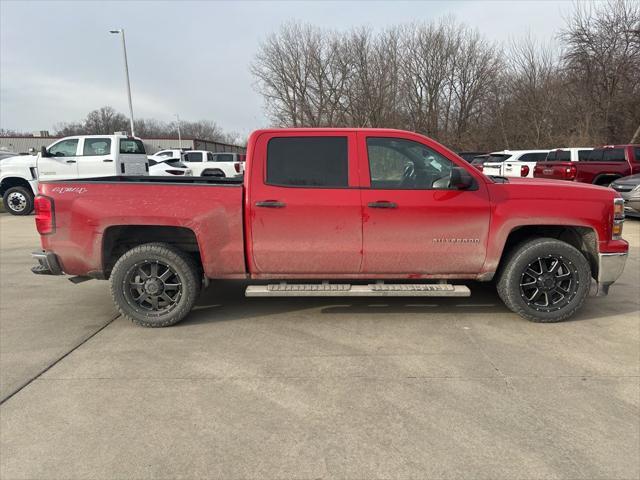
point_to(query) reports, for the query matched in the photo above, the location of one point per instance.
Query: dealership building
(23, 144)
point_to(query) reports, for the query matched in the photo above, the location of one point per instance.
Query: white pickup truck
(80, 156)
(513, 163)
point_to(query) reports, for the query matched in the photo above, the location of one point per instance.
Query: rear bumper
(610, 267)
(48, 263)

-*-*-

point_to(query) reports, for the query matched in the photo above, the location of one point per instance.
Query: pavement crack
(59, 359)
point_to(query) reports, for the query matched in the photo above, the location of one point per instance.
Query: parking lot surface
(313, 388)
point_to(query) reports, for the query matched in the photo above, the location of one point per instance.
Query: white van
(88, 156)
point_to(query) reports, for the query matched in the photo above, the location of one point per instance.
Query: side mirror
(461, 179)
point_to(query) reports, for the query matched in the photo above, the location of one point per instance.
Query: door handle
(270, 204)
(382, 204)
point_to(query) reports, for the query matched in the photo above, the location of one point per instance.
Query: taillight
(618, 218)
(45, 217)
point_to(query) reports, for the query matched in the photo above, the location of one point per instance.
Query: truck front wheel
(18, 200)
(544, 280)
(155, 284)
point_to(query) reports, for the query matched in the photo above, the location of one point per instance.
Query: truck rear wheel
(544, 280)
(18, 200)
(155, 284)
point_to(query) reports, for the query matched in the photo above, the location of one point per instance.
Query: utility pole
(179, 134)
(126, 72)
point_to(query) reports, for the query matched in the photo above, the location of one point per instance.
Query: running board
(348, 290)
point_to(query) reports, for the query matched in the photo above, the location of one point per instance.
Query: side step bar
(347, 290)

-*-*-

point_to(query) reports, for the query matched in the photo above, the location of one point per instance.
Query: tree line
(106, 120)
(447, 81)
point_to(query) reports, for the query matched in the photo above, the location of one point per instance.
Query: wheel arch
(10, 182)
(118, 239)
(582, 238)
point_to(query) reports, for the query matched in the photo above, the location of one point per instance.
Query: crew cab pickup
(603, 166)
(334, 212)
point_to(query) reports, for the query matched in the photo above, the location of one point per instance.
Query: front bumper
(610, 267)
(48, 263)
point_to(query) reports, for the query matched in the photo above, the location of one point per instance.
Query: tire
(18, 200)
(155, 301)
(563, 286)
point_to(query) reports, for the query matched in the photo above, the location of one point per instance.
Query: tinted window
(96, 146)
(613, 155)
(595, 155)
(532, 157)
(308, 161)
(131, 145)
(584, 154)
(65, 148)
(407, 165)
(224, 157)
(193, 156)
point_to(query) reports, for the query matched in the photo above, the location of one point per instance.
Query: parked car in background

-*-*-

DIRECTIONS
Using the data above, print exactly the lines from the line that contains "Query: front bumper" through the line that contains "Query: parked car in background", with both included.

THE COMPLETED TASK
Query: front bumper
(610, 267)
(48, 263)
point_to(query) reports, for the query matched in the photo above, the location of one point per instance.
Query: tire
(18, 200)
(155, 301)
(563, 286)
point_to(query) reports, for the query matched in the photo above, the location of one point per instance.
Query: tinted window
(96, 146)
(613, 155)
(595, 155)
(532, 157)
(308, 161)
(131, 145)
(584, 154)
(65, 148)
(407, 165)
(224, 157)
(193, 156)
point_to(query) reports, for the query matched in the photo above, the location of one point per instance.
Query: parked car in background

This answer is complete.